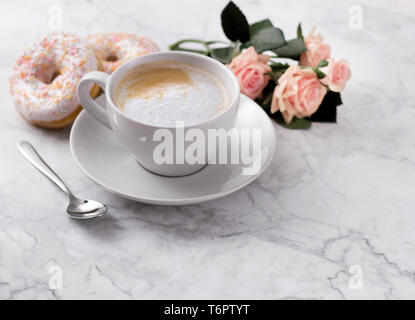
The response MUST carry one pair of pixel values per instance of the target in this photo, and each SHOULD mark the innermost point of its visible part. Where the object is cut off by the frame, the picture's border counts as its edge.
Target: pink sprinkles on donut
(44, 79)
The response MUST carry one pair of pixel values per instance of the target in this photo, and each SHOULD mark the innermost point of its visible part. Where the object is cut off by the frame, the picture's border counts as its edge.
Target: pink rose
(298, 94)
(250, 68)
(316, 50)
(338, 73)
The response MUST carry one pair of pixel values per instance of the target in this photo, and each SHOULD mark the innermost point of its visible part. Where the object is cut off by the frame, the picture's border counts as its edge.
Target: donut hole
(112, 57)
(55, 74)
(47, 74)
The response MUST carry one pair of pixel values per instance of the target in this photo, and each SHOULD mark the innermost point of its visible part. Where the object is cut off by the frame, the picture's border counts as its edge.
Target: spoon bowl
(77, 208)
(85, 209)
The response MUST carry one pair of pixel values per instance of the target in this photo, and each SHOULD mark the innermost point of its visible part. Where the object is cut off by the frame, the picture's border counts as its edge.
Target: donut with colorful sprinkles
(44, 79)
(115, 48)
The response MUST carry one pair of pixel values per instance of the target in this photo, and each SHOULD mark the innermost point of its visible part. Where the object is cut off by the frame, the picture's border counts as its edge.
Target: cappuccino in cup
(164, 92)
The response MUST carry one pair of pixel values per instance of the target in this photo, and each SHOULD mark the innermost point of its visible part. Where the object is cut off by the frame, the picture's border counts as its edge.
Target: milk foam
(165, 92)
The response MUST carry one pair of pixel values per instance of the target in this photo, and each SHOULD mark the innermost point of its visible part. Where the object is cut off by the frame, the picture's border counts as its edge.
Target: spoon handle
(30, 153)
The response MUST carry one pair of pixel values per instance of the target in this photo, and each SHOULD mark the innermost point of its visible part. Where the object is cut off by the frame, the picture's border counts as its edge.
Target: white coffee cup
(138, 137)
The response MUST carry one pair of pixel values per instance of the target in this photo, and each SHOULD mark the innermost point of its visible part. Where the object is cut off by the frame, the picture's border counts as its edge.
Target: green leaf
(296, 123)
(234, 23)
(322, 64)
(277, 66)
(300, 32)
(263, 24)
(292, 49)
(327, 112)
(278, 70)
(268, 39)
(223, 55)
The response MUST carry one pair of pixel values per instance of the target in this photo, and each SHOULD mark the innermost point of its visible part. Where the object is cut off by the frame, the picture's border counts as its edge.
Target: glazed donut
(113, 49)
(43, 81)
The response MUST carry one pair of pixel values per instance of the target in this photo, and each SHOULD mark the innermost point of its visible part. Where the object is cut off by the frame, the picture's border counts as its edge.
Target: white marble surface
(335, 197)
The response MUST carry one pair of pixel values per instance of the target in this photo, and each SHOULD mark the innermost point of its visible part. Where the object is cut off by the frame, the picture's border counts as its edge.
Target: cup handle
(89, 104)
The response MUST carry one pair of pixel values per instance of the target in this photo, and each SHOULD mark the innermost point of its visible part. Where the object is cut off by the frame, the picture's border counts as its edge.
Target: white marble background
(337, 199)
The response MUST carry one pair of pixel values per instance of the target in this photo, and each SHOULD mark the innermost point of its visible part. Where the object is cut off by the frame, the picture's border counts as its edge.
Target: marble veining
(333, 216)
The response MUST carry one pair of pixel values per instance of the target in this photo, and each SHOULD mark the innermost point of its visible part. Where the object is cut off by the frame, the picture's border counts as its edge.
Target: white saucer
(99, 155)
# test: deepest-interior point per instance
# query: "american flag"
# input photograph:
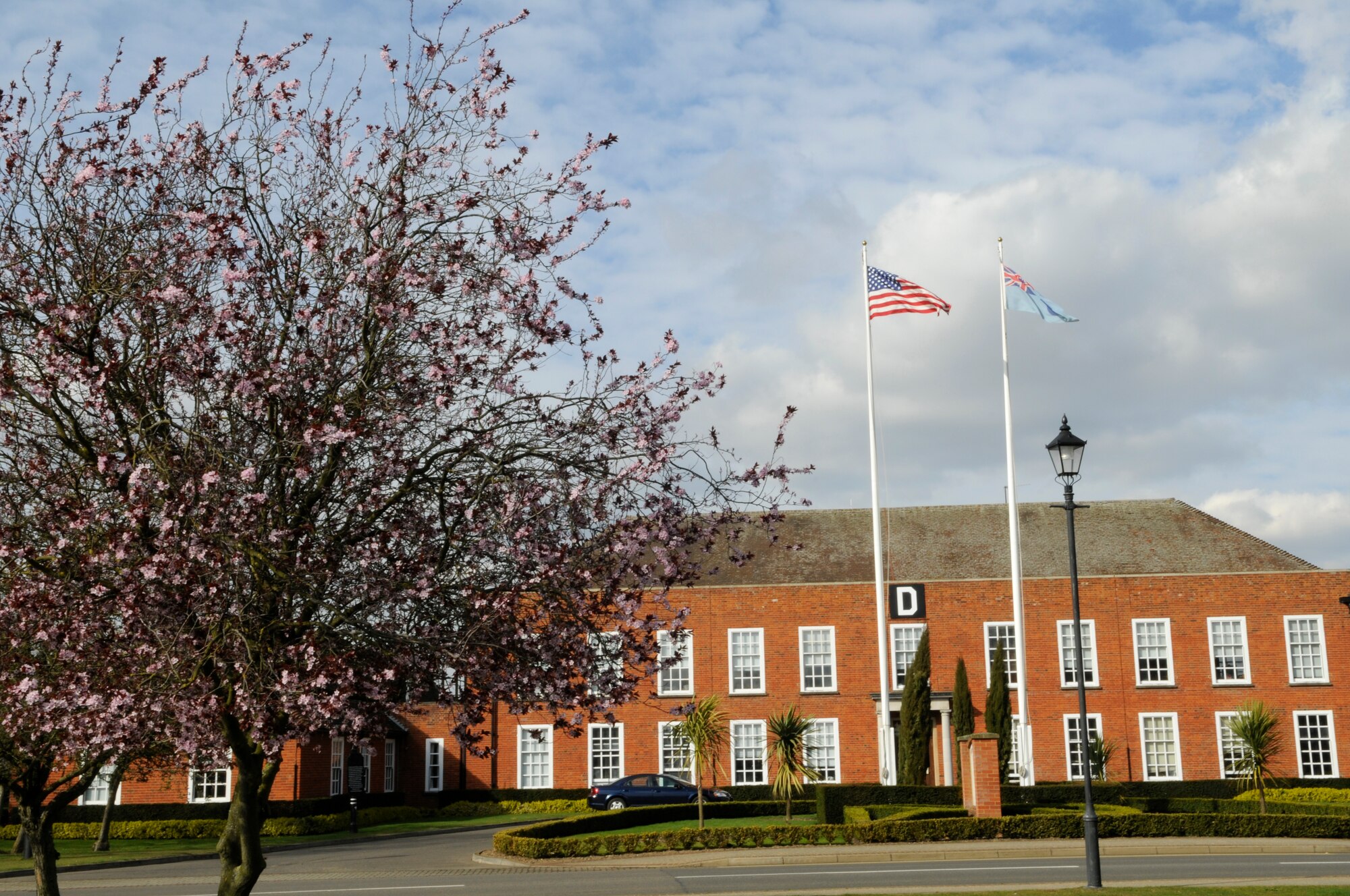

____

__Stated exercise__.
Could you print all of the material above again, word for word, leaving out the pictures?

__Complete output__.
The response MUST carry one pair of pixel values per instance of the target in this photo, and each SHOULD mark the innermost point of its visible part. Where the object is cut off by the frame, the picture's border counts as its edge.
Target: pink sprinkles on donut
(44, 79)
The response MUST carry one pair of pixel values per instance of the target in this photo, and each SHOULD mark the innermost point of its visible part. Where the object is cut off by the frame, the picture's border counts as its edge.
Target: pink rose
(298, 94)
(250, 68)
(316, 50)
(338, 73)
The response MUST carry one pair of pixel values per instance of the target in this photo, and each SHOULD mark the innermost point of its visible part. Where the object is cut off by the frame, the picture's border counts as its edge.
Target: donut hole
(112, 57)
(55, 74)
(47, 74)
The response MUST carry one pair of pixel values per instance of the target in this photo, and each SHOULD mark the innermost point of its visible part. Where the object is cut off by the frame, the picture's border counts as its edge.
Target: spoon bowl
(77, 208)
(85, 209)
The response MUST carry one pair of pixel values per instance of the target in this photo, and each SHOULD mark the innermost point of its visible part. Where the object is cut off by the frame, the picture's border counts as its edge.
Target: donut with colorful sprinkles
(44, 79)
(115, 48)
The response MUST carry one pair of pixel values per instance of the target in this photo, and each SHOULD mark the innermost point of its visible part. Where the object is cut off by the frame, the picture's border counts as its edge.
Target: cappuccino in cup
(164, 92)
The response MUST carry one pair of pixel values per instance of the target in this photo, and each SHOULD mark the innermost point of its visible part. Where the object is cut off by the frame, the picture's border counts as its edge.
Target: milk foam
(165, 92)
The response MUST carry one pair of pixel values per instance of the target in this photo, and each SHOULD mark the innermost point of its visible part. Where the object is cut off by the frame, the picture's border counts as its edge.
Target: spoon handle
(30, 153)
The response MUST carry one pair of pixel values per instance of the target in this photo, and each SHOULD mark the innermost point of its visible part. Where the object is cut off by the frame, the picture's border counts as its edge.
Target: white coffee cup
(138, 137)
The response MUST carry one pair of pixel values per instance of the target in this photo, and each SHOULD mark the innermost point of its visible part. Where the object is cut off by the frame, the picture's border counts as its edge.
Target: green leaf
(296, 123)
(234, 23)
(322, 64)
(277, 66)
(300, 32)
(263, 24)
(292, 49)
(327, 112)
(278, 70)
(268, 39)
(223, 55)
The response MUST carry one pair of pixel values per instance of the target in this photo, and each SHOULD mark the innermost point of its visible part. Where the object is cut off by the frame, the picture's border counts as its edge.
Target: glazed donut
(113, 49)
(43, 81)
The response MUST carry one pair of pixel values per instance of the target in this photo, and each SHOULD mark the innermost point of its visible part. Where the object is cut off by the frame, the picture's border counts as its edge.
Target: white marble surface
(335, 197)
The response MUST carry one pair of pixel values per instance of the target in this photo, and each SHOULD mark the innermost point of its visible part. Where the object is cut off by the frame, the picture's border counts as its edge.
Target: cup handle
(89, 104)
The response MUST carry one pair of pixel values per instance of the target in this photo, and each SHOULD mark the innermost point of its visible part. Where the object is cut off by the frame, the picture's border counts as its edge.
Target: white marble background
(337, 199)
The response MUST carry one pair of pixel values per instance of the target in this photo, and each SHOULD mark the innermost point of its visible part. Where the object is cut off by the frame, the picture's border counts as its edge.
Target: marble veining
(333, 216)
The response MUST carry one pair of pixel values per instance of the target in this photo, and each SHOULD mark the innermost point of its visible part. Where the object is cut off by the frame, the picture's border counts as its edge.
Target: white saucer
(99, 155)
# test: deepest-interior point per instance
# query: "american flag"
# input photograph:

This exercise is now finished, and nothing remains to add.